### Trecho do documento
A tripulação da Lava Jato, recrutada para torpedear a corrupção, era formada por alguns mandriões desonestos. A navegação rumo ao poder político, rastreando mapas do tesouro pelo percurso, indicava uma procela institucional previsível. Rataram lastros sagrados da democracia, da cidadania, da ética, da legalidade e da civilidade cobiçando dobrões dos estaleiros, tanto faz se estatais ou privados. A mercantilização da lei foi a bússola que orientou essa nau bucaneira.
A Lava Jato, apresentada antes como porta-aviões da moralidade, hoje é um navio fantasma, perdido nas vagas das tempestades que plantou por ambicionar os postos mais altos do almirantado. Muitos de seus oficiais e criados de bordo são investigados, suspeitos e poucos afogaram em punições. As mais nauseantes derrotas, quando a maré mudou, foram as reformas de sentenças que atiraram o favorito da eleição aos tubarões em 2018 e entregaram o país ao capitão do caos. No alto do passadiço dessa nau mal-assombrada quem hasteou a bandeira da infâmia foi Sérgio Moro, que depois atracou confortavelmente na marina governamental, auferindo sua parte do butim.
O ex-juiz e ex-ministro da Justiça da capitania de Bolsonaro, apelidado nas redes sociais de “marreco”, agora se vê na lâmina d’água como um velho lobo do mar, apto a mergulhar nas águas mais profundas e turbulentas da política como se estivesse na segurança do cais da 13 vara de Curitiba, protegido por defensas da inamovibilidade e vitaliciedade. Marejado com as águas revoltas, sem a proteção da toga, reagiu como um marujo de primeira viagem e, zonzo, direcionou o barco presidencial, que já vinha fazendo água, rumo a um iceberg fatal. Em uma manobra digna de Edward Smith (comandante do Titanic), confessou que embolsava US$ 45 mil por mês da consultoria americana Alvarez & Marsal.
Coisa de R$ 10 mil/dia ou R$ 3,7 milhões em 10 meses, o equivalente a 10 salários-mínimos por dia. Buzinou a riqueza para uma nação de náufragos, famintos e desesperados, vítimas da pirataria jurídica que ele comandou para quebrar empresas, desempregar em massa e aportar Bolsonaro no cais, ou caos presidencial.

### Linhas armazenadas

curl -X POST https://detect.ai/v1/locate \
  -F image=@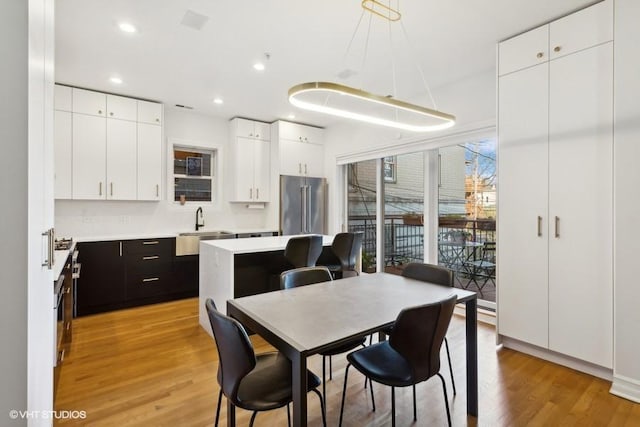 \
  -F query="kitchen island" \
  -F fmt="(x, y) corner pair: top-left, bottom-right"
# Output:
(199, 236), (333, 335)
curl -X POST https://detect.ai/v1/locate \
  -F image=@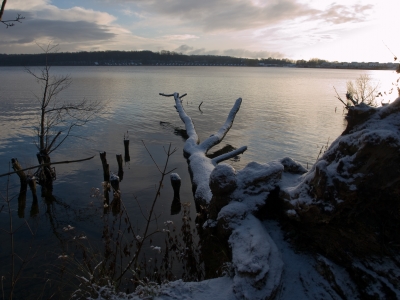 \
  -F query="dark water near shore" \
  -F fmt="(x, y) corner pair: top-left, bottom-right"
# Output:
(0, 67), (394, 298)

### Lista de tarefas
1 - Segundo o trecho do documento, quanto Sérgio Moro confessou receber por mês da consultoria americana Alvarez & Marsal?
2 - Reúna todas as linhas das entradas que contêm a palavra "query", levando em conta a diferença entre maiúsculas e minúsculas.
O trecho do documento e as entradas não têm relação entre si.

### Respostas por tarefa
1 - US$ 45 mil por mês.

2 -
  -F query="kitchen island" \
  -F query="dark water near shore" \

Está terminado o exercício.